Provided data »
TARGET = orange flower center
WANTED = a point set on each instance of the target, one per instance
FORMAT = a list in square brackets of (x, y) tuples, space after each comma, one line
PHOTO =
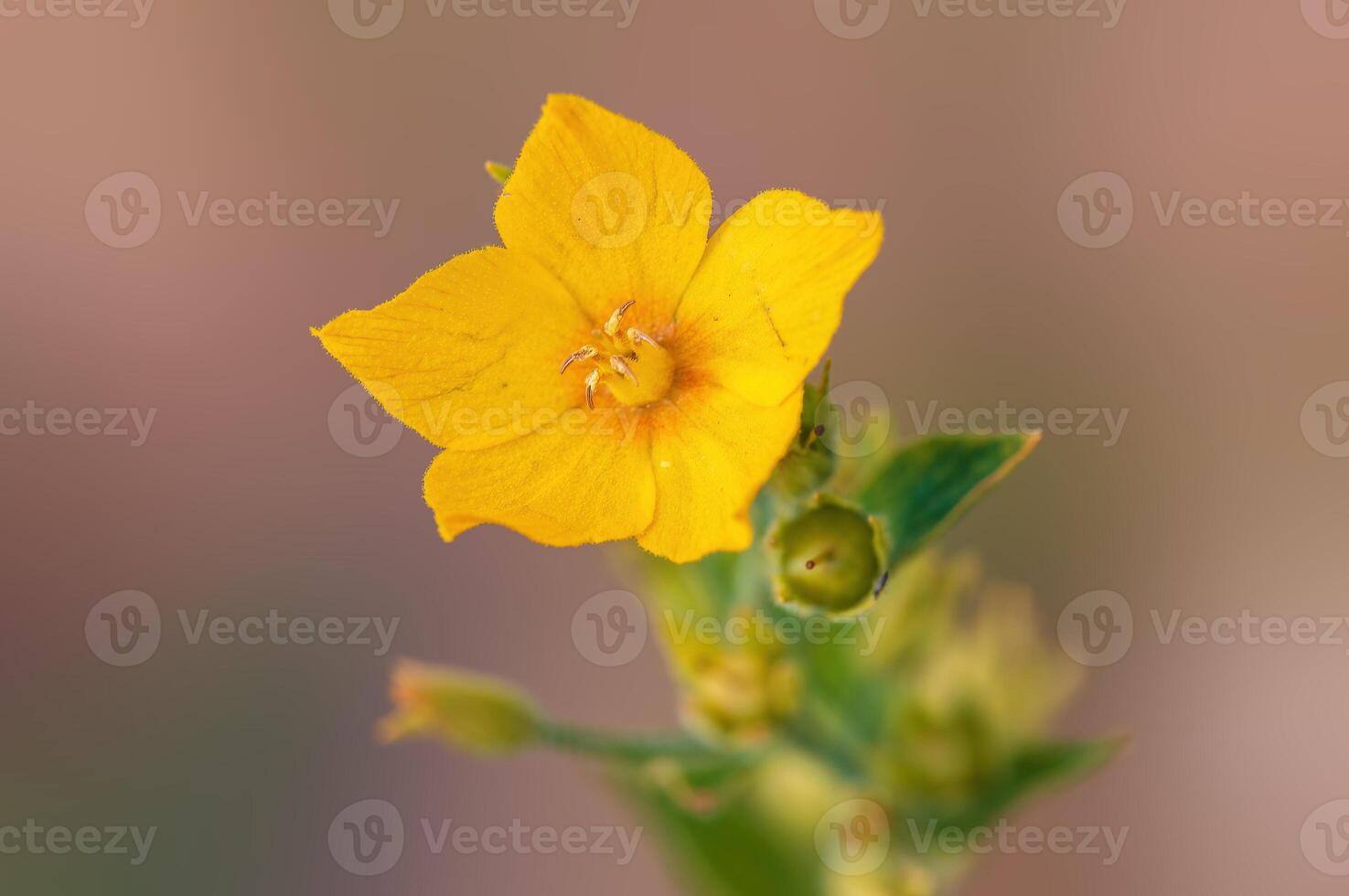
[(630, 365)]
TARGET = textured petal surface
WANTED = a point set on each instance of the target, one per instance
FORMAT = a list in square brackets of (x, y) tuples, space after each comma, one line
[(584, 481), (468, 354), (712, 451), (614, 209), (769, 293)]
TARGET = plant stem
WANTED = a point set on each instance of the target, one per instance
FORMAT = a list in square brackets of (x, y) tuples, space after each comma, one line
[(632, 748)]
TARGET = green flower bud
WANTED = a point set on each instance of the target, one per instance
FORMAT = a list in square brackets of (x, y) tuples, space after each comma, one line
[(475, 713), (830, 558)]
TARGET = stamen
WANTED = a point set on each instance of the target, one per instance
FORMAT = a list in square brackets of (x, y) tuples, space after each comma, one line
[(611, 325), (580, 354), (638, 336), (621, 366), (591, 380)]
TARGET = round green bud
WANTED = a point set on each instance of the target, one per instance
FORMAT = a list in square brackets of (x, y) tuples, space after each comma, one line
[(829, 559)]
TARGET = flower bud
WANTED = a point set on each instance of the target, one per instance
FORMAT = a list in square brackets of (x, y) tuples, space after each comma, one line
[(475, 713), (829, 559)]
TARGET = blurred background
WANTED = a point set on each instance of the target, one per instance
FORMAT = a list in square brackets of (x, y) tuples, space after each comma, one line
[(1008, 278)]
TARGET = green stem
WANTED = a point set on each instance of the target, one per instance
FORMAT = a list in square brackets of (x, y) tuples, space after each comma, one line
[(632, 748)]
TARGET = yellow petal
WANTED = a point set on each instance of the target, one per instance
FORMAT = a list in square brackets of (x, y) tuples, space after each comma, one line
[(584, 479), (769, 293), (614, 209), (712, 451), (468, 354)]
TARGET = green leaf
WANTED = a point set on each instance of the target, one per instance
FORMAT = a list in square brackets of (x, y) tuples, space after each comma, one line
[(498, 172), (930, 484), (1036, 770), (733, 850)]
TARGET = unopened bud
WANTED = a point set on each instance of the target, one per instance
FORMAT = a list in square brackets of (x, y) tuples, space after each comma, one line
[(475, 713), (829, 559)]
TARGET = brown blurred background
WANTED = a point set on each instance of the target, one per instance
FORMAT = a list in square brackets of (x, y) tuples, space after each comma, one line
[(969, 130)]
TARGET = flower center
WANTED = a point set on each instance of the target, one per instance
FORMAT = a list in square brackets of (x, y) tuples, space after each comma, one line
[(629, 363)]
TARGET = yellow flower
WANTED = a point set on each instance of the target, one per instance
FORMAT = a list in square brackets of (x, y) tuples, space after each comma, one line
[(681, 357)]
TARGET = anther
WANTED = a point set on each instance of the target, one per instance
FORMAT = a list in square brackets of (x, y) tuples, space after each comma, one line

What the task asks » Copy out every one of the entries above, word for word, but leave the picture out.

The response »
TARGET = orange flower center
WANTED = a point set on each instance of the target, one per instance
FORMAT = a list in square brackets of (x, y) tuples, space after each comma, one line
PHOTO =
[(630, 365)]
TARGET = textured petal surface
WANTED = a point set on each instance of the target, one per instance
FORMAT = a list in square brackets of (x, y) tuples, space after each comma, one line
[(584, 481), (468, 354), (712, 451), (614, 209), (769, 293)]
TARGET = plant stem
WANTED = a point set on each instance of the target, one per instance
FORMAT = a list in square brackets of (x, y) tuples, space after each comma, one line
[(632, 748)]
TARGET = green flower bud
WANTED = a point set on each instance of the target, one per instance
FORMAT = a list in square brackets of (x, y) tuples, space after each comma, one line
[(475, 713), (830, 558)]
TARGET = stamen
WANTED = a point set on each instance of the target, one per instance
FORMAT = a list in square brackets of (x, y) tuples, space after each comma, one line
[(611, 325), (580, 354), (638, 336), (621, 366), (591, 380)]
TARGET = round green bud
WANTED = a point set on each instance of the target, one per instance
FORMAT = a list in square brackets of (x, y) tuples, space after each comma, one line
[(829, 559)]
TARGET = flower bud
WANTED = a point set on each instance of the target, one per instance
FORMAT = a list in square brackets of (x, y) tuples, space after each comma, one line
[(475, 713), (829, 559)]
TARGET = blurred background
WANTED = a point set on each instance of the target, one per instance
FORMAT = a list in square brackets of (x, y) tuples, space after each comma, one line
[(1008, 278)]
TARGET = green stem
WANTED = a point set on each instance of the target, one per instance
FORMAT = a list in square brackets of (x, y) tuples, space after each comma, one line
[(632, 748)]
TARGET = yellow petal
WANTED = a point set on each instance of the target, one per instance
FORMAT = a list in square brackets of (x, y) tuples, space after each comma, one line
[(584, 479), (769, 293), (614, 209), (712, 451), (468, 354)]
TARGET = green leaf
WANTED = a point set on each instance of the target, one per instance
FORMAT = a list in square brackets of (x, y) tuples, space after each comma, one line
[(498, 172), (930, 484), (1036, 770), (733, 850)]
TARGET = unopened bud
WANTED = a point set on each instance of the target, one per instance
FORMAT = a list in square brackets of (x, y) tuples, space after each comma, one line
[(475, 713), (829, 559)]
TARGET = brown blurred background
WANTED = a point set on each instance of the target, one per instance
FORMAT = a list in square brackets of (x, y) tuples, space after each comma, one line
[(969, 130)]
TARGET = flower center
WANTED = a point set on each instance of the target, one per instance
FORMAT = a list in square brackets of (x, y) tuples, space after each comma, one line
[(629, 363)]
TARGET = yellow flower
WANTED = a point set on each instance of the target, one per instance
FORMAT = a list in square brackets of (x, y) tuples, space after each comma, one line
[(681, 357)]
TARGET = anther
WANTED = a point set on each instance of the target, one per instance
FORMAT = a list in square brackets of (x, y) tuples, space after each comma, one line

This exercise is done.